Gaza war exposes Western media’s selective storytelling

Jyotsna Mohan

In an Orwellian take, history is not just notoriously compromised, its very foundation is rooted out to be casually replaced by a narrative that has no beginning, only an end. Repeated enough times, the lie becomes the truth. Something distressingly similar is unfolding around the tragedy in Gaza where a section of the western media continues to tell a dystopian version of events unfolding in real time.
A month after the hostage crisis, Western television networks still berate Palestinian guests, for their own oppression and for a collective western guilt unless, they come across a Bassem Youssef, the Egyptian comedian. But on most days’ conversations in studios are a pendulum that swings back to its starting point. It is the hill on which the media’s conscience has died for what is glossed over is the death toll in Gaza, the 10,000 and counting includes 3000 children born into a land where innocence is lost before even the joy of a first toy. The cardinal rule of journalism is that there are two sides to a story. In a news cycle, news is gathered, disseminated, and put out for consumption. The process is no different than brushing teeth before bedtime. Through its one-sided coverage several global media houses have gone straight to bed, its thoughts whitewashed.

■ **Entries provided**
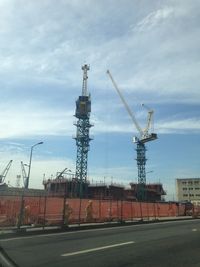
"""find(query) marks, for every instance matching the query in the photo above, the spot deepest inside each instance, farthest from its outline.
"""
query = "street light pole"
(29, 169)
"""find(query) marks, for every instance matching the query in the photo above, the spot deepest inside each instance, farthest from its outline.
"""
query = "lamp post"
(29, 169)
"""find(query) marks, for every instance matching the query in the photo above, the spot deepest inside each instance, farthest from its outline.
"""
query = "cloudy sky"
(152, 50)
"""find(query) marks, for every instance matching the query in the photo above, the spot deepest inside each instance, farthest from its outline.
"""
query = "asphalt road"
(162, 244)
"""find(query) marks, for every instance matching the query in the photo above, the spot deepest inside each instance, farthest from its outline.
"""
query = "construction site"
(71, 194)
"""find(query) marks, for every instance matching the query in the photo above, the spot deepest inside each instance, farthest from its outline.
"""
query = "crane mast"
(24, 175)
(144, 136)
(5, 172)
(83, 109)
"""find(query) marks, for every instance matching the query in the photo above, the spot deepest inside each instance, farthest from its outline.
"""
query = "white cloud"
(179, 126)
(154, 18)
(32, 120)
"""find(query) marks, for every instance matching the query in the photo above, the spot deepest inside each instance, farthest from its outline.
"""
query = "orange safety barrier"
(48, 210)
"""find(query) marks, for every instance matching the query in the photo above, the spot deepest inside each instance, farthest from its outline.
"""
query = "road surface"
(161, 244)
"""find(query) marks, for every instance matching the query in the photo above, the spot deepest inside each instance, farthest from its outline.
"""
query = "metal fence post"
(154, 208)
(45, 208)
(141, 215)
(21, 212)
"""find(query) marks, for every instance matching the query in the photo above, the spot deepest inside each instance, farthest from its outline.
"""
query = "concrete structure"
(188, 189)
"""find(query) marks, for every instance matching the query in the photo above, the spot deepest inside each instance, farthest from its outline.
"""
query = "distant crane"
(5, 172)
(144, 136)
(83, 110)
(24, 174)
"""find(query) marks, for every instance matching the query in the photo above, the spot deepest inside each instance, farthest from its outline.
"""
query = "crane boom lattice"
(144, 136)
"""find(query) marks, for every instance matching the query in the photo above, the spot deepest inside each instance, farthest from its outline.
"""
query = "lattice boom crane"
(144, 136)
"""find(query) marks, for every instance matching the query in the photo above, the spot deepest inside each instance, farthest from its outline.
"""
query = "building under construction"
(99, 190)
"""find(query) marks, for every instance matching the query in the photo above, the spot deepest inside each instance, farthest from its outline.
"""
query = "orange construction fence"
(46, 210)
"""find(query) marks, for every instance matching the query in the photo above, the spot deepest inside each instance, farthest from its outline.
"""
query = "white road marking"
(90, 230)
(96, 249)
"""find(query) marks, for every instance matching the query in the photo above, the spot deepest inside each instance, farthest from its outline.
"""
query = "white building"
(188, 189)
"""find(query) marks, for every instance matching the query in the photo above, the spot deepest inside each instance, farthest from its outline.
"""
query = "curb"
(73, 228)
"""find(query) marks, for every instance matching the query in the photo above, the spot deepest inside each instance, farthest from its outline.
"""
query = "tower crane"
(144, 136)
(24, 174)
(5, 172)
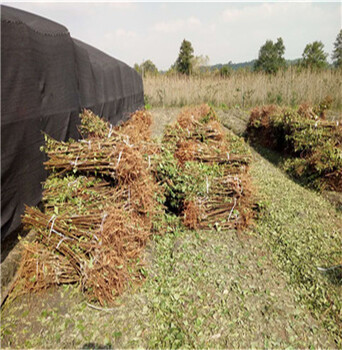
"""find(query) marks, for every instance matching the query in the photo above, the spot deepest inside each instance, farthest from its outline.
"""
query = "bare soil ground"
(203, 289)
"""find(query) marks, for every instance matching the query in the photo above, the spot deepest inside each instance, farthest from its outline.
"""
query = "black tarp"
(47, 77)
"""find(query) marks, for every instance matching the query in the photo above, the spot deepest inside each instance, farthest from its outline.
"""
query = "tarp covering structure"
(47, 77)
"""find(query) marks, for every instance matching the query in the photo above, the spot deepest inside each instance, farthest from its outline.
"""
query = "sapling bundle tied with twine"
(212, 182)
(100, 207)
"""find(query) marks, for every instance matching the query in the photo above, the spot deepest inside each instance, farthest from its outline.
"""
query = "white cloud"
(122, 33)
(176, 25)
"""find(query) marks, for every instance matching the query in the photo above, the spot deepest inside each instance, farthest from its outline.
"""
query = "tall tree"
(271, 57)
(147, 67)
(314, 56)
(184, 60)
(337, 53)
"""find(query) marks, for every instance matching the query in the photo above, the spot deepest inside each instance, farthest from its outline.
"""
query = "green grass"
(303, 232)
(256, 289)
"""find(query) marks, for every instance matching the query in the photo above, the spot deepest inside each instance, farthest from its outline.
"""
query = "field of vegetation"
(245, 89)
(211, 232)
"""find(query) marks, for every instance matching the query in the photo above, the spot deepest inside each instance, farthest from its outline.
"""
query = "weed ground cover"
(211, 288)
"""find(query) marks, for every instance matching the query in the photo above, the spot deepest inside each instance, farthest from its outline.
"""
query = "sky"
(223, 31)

■ **The problem**
According to the Gaza media commentary, how many children are included in the Gaza death toll? The records have no role in the work on the Gaza media commentary.

■ **The completed task**
3000 children.